**EXERCISE**
Convert the stretch from the line containing "ponytail, that would be wonderful." through the last line into a Markdown table with two columns, Row and Line, giving each line a row number and leaving out blank lines.

▽

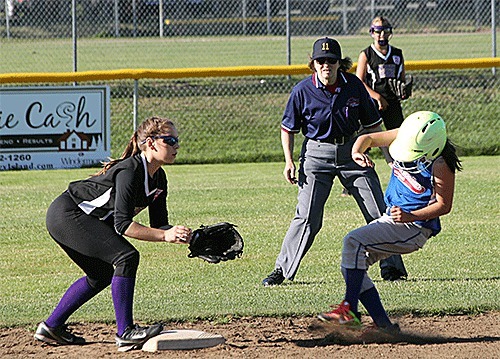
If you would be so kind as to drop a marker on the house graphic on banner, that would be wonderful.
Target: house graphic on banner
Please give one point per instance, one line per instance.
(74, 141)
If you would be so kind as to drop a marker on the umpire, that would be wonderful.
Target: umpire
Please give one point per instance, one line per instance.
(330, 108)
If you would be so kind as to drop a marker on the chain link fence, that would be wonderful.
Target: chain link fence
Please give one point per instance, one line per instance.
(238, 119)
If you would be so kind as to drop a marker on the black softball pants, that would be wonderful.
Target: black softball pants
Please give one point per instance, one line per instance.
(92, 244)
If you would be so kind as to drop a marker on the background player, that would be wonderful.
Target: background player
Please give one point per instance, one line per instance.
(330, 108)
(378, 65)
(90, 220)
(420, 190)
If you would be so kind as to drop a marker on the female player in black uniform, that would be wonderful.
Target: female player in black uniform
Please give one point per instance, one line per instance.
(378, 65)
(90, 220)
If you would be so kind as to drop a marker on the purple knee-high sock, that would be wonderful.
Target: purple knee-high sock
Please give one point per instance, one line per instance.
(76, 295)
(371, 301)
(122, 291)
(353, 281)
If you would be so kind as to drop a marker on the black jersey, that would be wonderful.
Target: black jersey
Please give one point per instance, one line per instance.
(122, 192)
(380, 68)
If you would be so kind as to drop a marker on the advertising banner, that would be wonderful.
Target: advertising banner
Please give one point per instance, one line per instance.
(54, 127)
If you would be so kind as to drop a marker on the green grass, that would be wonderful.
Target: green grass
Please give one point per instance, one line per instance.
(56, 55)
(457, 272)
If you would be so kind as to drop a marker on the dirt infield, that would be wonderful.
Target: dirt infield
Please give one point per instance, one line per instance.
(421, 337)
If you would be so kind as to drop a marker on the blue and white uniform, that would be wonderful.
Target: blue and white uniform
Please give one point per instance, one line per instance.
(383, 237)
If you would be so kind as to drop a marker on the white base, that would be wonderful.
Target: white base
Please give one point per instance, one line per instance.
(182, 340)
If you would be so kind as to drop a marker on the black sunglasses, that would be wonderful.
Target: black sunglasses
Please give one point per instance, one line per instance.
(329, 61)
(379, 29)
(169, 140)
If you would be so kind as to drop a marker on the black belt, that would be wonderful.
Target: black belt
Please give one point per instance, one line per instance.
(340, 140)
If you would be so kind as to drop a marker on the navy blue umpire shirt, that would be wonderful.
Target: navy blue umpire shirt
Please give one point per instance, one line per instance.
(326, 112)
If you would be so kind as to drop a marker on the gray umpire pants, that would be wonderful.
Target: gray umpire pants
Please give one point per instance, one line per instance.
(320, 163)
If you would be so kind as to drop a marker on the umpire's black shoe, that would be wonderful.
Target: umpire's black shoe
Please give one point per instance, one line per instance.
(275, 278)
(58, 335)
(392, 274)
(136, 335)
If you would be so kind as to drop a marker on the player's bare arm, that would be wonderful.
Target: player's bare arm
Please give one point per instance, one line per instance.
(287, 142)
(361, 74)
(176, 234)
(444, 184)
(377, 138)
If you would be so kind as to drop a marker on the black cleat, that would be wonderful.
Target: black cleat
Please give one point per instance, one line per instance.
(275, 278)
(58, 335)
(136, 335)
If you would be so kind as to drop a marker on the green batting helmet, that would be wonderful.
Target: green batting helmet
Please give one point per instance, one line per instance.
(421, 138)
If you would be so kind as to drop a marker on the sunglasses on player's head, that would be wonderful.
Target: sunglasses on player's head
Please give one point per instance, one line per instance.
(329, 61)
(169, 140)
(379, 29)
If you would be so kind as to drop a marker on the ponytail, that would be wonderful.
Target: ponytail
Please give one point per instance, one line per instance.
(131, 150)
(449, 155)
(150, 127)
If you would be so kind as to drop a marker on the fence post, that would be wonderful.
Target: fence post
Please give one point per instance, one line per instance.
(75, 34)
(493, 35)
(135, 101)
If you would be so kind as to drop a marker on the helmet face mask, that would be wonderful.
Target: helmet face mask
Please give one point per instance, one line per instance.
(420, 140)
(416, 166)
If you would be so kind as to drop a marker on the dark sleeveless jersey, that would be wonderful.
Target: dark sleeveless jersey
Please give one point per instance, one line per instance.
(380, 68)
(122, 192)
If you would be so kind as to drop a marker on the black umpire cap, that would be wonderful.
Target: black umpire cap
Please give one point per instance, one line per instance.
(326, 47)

△

**RESPONSE**
| Row | Line |
|---|---|
| 1 | If you would be so kind as to drop a marker on the ponytail, that would be wonderful. |
| 2 | Target: ponytail |
| 3 | Please give one point per instance, one line per instance. |
| 4 | (131, 150) |
| 5 | (449, 155) |
| 6 | (150, 127) |
| 7 | If you would be so kind as to drop a marker on the fence post, that would be wonderful. |
| 8 | Target: fence post |
| 9 | Please give one point per instance, one line per instance. |
| 10 | (75, 34) |
| 11 | (493, 35) |
| 12 | (135, 101) |
| 13 | If you would be so kind as to drop a marker on the helmet face mask, that would be wonderful. |
| 14 | Target: helmet face mask |
| 15 | Please give one point per instance, one line per instance. |
| 16 | (420, 140) |
| 17 | (416, 166) |
| 18 | If you would be so kind as to drop a marker on the dark sleeveless jersey, that would be wonderful. |
| 19 | Target: dark sleeveless jersey |
| 20 | Please give one point per instance, one line per instance. |
| 21 | (380, 68) |
| 22 | (122, 192) |
| 23 | If you would be so kind as to drop a marker on the black umpire cap, that would be wonderful. |
| 24 | Target: black umpire cap |
| 25 | Please give one point per instance, one line per instance. |
| 26 | (326, 47) |